REQUEST:
Select every line of the material below that contains the string "paddle", and copy each such line in full.
+++ RAW RECORDS +++
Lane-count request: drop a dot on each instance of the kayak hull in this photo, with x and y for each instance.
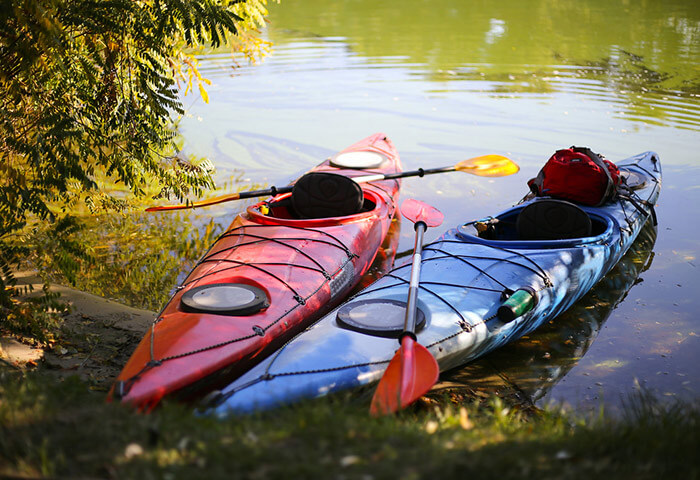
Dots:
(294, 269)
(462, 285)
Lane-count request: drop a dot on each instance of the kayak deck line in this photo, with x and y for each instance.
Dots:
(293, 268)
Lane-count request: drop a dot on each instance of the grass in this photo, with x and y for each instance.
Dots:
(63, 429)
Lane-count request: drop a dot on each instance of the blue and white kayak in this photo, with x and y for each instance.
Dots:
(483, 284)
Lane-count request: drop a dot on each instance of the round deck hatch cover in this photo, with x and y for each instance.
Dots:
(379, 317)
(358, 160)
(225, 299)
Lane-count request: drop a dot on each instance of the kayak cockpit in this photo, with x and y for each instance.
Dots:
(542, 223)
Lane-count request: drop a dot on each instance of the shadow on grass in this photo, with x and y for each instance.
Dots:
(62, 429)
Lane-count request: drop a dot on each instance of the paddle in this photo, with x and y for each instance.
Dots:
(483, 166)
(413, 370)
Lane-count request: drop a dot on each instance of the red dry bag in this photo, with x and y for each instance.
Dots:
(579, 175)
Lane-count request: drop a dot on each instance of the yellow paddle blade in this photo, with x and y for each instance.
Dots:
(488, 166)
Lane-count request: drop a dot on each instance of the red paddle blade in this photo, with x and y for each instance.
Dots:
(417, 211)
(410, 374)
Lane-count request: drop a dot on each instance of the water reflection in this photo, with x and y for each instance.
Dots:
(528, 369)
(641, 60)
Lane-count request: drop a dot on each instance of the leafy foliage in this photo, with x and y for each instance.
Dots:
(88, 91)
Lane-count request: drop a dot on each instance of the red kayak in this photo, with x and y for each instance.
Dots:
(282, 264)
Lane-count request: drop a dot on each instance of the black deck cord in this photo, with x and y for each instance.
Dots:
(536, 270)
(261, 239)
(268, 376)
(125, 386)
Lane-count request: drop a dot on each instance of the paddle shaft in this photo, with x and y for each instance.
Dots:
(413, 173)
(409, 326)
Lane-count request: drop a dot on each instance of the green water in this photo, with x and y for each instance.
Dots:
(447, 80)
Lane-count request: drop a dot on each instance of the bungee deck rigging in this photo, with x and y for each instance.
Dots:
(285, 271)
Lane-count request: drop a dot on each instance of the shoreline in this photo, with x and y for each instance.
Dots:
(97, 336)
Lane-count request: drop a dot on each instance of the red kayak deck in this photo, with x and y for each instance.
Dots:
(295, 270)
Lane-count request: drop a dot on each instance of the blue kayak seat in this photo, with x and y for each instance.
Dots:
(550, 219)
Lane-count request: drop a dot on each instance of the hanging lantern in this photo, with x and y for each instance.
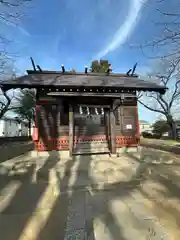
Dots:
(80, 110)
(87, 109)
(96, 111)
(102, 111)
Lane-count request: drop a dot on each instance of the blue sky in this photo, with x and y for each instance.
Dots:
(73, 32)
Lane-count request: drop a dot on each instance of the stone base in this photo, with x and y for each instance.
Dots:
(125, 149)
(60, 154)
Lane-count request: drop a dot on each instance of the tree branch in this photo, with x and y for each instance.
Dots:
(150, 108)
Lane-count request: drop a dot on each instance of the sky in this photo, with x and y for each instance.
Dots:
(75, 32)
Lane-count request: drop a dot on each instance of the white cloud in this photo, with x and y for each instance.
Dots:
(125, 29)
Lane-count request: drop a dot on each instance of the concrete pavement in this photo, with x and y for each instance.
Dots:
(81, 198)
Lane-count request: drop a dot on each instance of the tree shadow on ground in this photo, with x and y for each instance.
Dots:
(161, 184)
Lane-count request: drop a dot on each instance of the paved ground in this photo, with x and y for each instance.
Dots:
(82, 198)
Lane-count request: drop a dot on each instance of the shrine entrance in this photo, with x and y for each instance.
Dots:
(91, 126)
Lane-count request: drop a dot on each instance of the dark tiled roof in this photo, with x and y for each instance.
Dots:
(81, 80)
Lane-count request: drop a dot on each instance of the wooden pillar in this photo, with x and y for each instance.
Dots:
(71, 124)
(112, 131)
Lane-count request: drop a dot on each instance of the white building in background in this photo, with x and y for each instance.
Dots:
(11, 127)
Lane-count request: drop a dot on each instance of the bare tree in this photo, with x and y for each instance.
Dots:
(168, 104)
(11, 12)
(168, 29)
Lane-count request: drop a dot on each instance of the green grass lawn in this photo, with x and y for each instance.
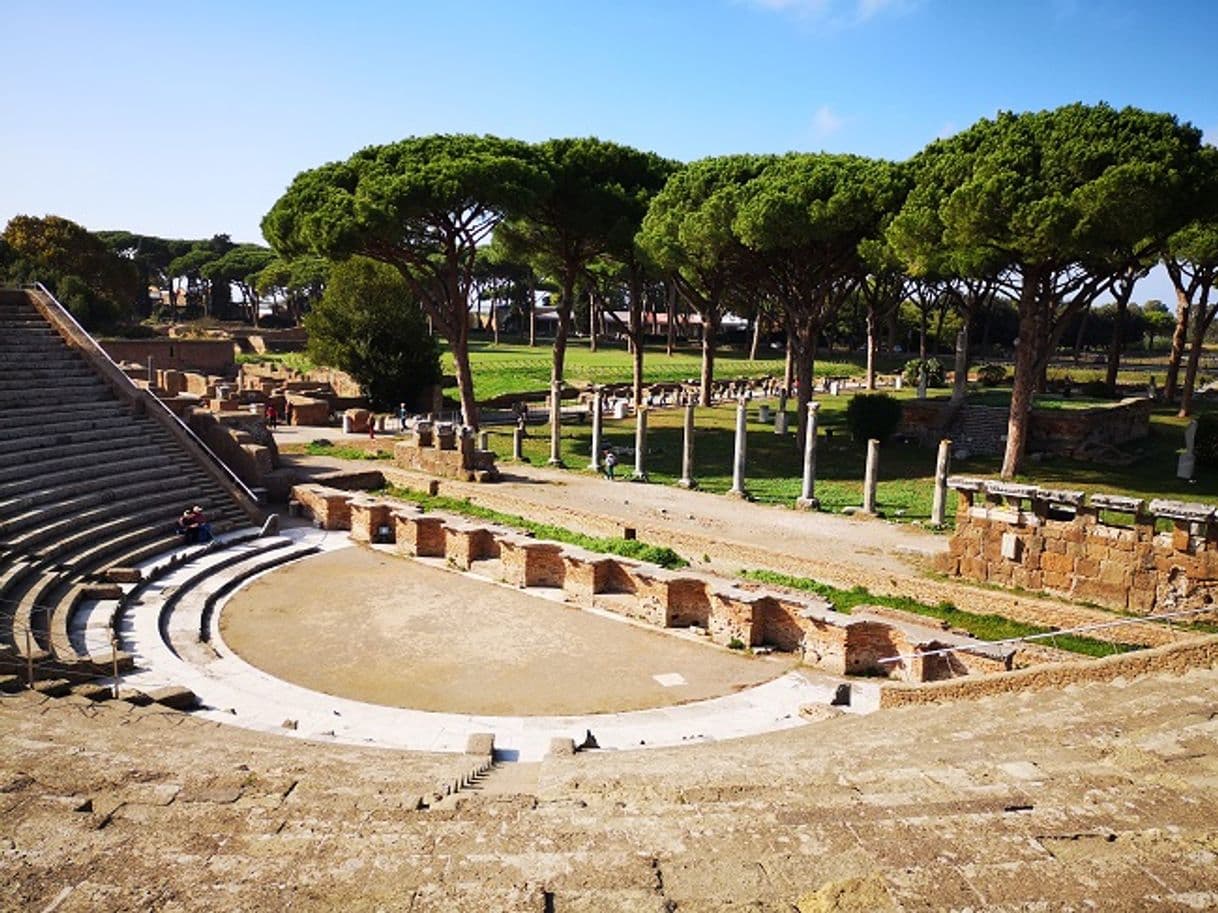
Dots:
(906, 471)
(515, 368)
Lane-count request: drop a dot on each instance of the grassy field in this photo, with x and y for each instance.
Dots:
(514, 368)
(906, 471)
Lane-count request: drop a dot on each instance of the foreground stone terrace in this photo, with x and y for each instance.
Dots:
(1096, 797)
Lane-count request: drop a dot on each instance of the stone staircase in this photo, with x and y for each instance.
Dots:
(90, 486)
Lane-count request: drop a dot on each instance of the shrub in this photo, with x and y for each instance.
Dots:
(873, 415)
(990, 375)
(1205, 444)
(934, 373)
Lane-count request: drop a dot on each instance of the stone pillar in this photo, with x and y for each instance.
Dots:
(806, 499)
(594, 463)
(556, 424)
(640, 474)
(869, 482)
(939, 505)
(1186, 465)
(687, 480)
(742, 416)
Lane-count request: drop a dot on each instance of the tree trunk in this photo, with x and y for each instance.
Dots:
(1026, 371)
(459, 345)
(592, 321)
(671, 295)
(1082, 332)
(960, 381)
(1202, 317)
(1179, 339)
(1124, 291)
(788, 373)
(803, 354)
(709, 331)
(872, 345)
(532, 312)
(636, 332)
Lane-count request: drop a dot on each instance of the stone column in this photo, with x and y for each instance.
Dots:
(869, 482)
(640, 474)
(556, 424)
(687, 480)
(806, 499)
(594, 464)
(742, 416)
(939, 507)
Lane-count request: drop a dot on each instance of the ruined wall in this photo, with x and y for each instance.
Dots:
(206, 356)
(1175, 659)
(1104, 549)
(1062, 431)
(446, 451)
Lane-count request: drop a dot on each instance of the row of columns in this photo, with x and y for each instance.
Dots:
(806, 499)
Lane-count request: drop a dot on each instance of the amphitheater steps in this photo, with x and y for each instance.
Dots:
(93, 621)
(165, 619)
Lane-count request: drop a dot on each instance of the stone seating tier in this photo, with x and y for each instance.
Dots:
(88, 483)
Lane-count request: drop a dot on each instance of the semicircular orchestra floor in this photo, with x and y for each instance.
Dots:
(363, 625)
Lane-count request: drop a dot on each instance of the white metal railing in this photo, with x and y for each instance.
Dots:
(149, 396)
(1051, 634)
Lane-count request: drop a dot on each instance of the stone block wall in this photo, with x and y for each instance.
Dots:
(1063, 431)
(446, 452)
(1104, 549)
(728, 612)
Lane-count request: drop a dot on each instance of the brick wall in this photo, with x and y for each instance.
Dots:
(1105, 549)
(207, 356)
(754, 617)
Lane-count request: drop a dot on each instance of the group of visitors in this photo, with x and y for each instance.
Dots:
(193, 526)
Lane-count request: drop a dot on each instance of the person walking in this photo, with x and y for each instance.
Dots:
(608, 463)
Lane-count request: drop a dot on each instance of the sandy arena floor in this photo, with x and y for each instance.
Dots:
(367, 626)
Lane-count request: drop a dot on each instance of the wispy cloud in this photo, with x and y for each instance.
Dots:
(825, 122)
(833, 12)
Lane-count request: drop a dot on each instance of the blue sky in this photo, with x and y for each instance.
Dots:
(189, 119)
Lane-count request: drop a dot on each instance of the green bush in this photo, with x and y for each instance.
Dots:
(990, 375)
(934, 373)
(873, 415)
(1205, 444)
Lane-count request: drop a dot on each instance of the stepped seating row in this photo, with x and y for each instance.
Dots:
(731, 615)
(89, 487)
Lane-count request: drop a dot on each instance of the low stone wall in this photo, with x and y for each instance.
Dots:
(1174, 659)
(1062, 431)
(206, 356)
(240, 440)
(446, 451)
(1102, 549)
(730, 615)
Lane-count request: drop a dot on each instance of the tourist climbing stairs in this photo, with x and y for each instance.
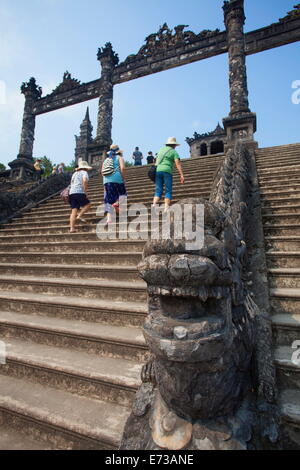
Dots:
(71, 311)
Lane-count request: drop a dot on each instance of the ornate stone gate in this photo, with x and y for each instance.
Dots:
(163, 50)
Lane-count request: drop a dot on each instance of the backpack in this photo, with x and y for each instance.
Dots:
+++
+++ RAW RECORDS +++
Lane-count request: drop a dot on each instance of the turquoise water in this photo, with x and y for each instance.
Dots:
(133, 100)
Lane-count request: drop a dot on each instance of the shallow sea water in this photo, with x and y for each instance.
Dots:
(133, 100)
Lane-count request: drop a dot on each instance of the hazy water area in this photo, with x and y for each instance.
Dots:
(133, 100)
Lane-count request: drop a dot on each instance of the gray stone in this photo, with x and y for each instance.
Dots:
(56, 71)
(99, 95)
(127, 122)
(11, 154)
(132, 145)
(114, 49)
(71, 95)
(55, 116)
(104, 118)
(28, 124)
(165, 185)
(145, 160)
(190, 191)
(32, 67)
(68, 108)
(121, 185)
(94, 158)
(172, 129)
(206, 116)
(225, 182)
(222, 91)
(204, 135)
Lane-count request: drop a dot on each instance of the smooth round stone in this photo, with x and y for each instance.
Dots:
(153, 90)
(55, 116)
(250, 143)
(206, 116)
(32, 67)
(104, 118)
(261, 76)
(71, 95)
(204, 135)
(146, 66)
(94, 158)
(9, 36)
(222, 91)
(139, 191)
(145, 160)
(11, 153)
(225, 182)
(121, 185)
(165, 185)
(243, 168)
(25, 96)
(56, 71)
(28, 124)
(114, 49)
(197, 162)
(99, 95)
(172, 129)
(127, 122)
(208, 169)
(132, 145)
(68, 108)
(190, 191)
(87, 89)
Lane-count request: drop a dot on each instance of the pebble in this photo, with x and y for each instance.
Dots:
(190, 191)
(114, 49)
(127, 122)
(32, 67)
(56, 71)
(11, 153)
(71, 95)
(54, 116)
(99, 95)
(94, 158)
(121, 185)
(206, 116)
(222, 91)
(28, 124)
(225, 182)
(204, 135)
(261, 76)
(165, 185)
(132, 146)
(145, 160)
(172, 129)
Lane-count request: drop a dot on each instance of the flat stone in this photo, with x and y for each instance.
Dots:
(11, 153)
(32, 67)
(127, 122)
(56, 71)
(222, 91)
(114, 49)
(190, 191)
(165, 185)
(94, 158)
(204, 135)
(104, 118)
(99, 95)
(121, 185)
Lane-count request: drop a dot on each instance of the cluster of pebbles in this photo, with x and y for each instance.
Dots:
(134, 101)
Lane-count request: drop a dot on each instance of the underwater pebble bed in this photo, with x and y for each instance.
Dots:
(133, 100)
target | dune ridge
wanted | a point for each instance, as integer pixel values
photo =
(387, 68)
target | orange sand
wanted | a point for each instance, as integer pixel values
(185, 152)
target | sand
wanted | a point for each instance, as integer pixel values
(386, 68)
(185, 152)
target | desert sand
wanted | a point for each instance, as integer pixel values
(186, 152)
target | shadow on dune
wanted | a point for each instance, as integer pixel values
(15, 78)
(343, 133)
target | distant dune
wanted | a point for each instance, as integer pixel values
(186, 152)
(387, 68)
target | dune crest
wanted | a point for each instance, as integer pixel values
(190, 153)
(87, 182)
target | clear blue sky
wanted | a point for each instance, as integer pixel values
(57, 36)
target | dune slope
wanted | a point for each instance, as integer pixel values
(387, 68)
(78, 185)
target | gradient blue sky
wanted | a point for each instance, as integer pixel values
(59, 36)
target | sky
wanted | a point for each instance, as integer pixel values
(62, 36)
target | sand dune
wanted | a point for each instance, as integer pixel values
+++
+++ RAW RECORDS +++
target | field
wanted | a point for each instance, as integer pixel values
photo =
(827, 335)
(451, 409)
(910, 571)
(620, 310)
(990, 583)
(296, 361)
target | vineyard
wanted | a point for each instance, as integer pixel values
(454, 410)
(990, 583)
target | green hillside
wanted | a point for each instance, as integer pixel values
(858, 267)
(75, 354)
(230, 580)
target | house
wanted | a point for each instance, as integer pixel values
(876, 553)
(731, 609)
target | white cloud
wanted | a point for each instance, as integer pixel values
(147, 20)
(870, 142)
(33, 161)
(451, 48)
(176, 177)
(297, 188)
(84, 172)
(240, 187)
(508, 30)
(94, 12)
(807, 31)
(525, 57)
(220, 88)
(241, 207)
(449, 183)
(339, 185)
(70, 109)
+++
SOLUTION FOR THIS TASK:
Lane-count request: drop a dot on each instance of the paddle in this photo, with x and y for each instance.
Lane-count request: drop a dot on each instance of the yellow paddle blade in this photo, with x and y for each instance.
Lane-count request: drop a dot on each instance of the red paddle blade in this photo, with x and y for each instance.
Lane-count request: drop a dot on each instance of the paddle shaft in this photo, with x and y for each instance.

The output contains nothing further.